§ **What is needed**:
According to the semantic view query documentation, explain in one to three sentences why a query using the semantic_view() table function needs no manually written JOIN or GROUP BY.

Query Semantic View
Use the semantic_view() table function to query semantic views. The engine automatically handles table joins and aggregations based on foreign key definitions, eliminating the need to manually write JOIN and GROUP BY.
Syntax
SELECT *
FROM semantic_view(
<view_name>,
[ DIMENSIONS <dimension_name> [ , DIMENSIONS <dimension_name> ... ] ]
[ METRICS <metric_name> [ , METRICS <metric_name> ... ] ]
);
Dimension and metric names support two forms:
- Qualified name:
<logical_table_alias>.<name>, e.g., emps.department
- Short name: Use the name directly, e.g.,
department (usable when the name is unique within the view)
Usage Notes
- At least one
DIMENSIONS or METRICS parameter must be specified, otherwise an error is reported.
- Passing only
DIMENSIONS without METRICS: returns a deduplicated list of dimension values.
- Passing only
METRICS without DIMENSIONS: returns a global aggregation result (one row).
- Query results are automatically grouped by the specified dimensions, with dimension order matching the order specified in the query.
- Outer
WHERE, ORDER BY, and LIMIT clauses are supported.
- Use
SELECT col1, col2 FROM semantic_view(...) to select specific columns; SELECT * is not required.
Examples
The following examples are based on the doc_test.emp_dept_analysis semantic view (defined in Create Semantic View).

§ **Record excerpts**:
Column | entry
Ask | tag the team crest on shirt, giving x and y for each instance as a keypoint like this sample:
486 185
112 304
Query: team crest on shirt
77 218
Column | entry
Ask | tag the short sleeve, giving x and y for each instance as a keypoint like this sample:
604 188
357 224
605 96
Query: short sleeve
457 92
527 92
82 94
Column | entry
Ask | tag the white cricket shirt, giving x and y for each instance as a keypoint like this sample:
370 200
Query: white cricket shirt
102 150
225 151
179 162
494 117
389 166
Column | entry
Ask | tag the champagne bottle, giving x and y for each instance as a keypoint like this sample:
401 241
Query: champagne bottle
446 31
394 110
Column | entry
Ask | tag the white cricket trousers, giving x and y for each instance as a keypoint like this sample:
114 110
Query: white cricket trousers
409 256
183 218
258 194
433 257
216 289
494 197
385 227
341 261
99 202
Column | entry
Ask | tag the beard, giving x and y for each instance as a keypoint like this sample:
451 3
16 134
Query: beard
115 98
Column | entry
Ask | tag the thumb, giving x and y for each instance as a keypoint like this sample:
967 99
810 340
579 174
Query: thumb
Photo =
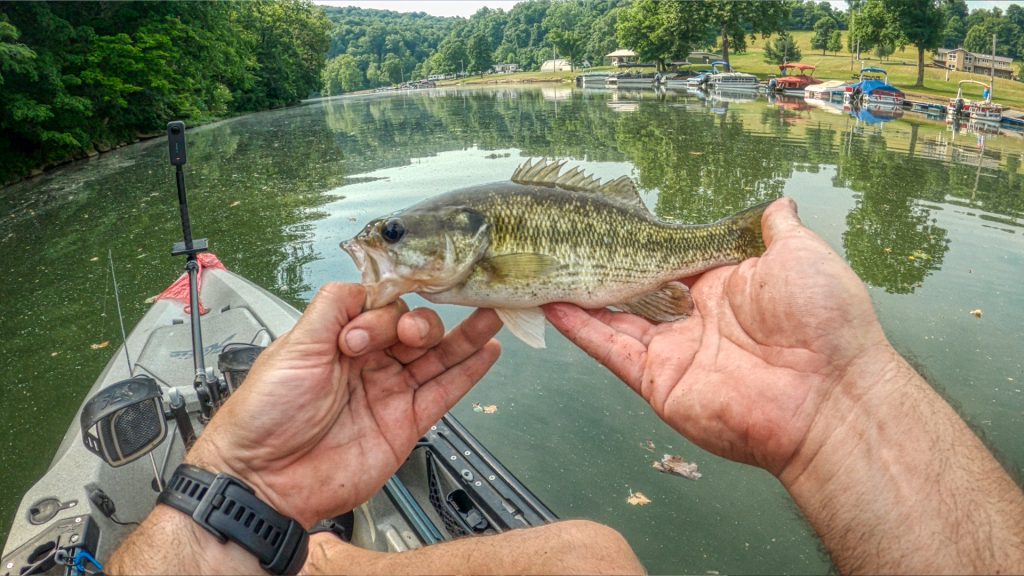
779 219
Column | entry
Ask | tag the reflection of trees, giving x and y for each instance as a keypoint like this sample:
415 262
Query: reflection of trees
891 239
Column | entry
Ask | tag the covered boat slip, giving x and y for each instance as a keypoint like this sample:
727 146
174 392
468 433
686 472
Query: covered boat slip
451 486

§ **Result**:
The engine automatically handles table joins and aggregations based on the foreign key definitions, so manual JOIN and GROUP BY clauses are unnecessary. Query results are also automatically grouped by the specified dimensions.